---------- READING PASSAGE ----------

Increased instability leads to the reshuffling of genetic material, creating cut-and-paste alterations — new structural variants — that accelerate the evolution of the human species, said Dr. Aleksandar Milosavljevic, associate professor of molecular and human genetics at BCM and his colleagues. In their research, they report an association between such variation and neuro-cognitive disorders such as schizophrenia, bipolar disorder, autism spectrum disorders and developmental delays in children.
Germline cells are eggs and sperm that, when combined, pass parts of their genetic code in the form of genomic DNA sequences to succeeding generations of organisms. Studying these cells can help determine what influences genetic changes that are passed from one generation to another. This includes single changes in the “spelling of a gene” as well as major structural changes that can duplicate, delete and reshuffle large portions of genomic DNA.

---------- SOURCE INFORMATION ----------

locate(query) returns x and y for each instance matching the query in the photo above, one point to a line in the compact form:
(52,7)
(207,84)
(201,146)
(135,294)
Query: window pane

----------

» **TASK DETAILS**:
Copy the stretch of the genetics passage from "Germline cells are" through "of genomic DNA.". The items come from a different source than the text.

» **WRITTEN ANSWER**:
Germline cells are eggs and sperm that, when combined, pass parts of their genetic code in the form of genomic DNA sequences to succeeding generations of organisms. Studying these cells can help determine what influences genetic changes that are passed from one generation to another. This includes single changes in the “spelling of a gene” as well as major structural changes that can duplicate, delete and reshuffle large portions of genomic DNA.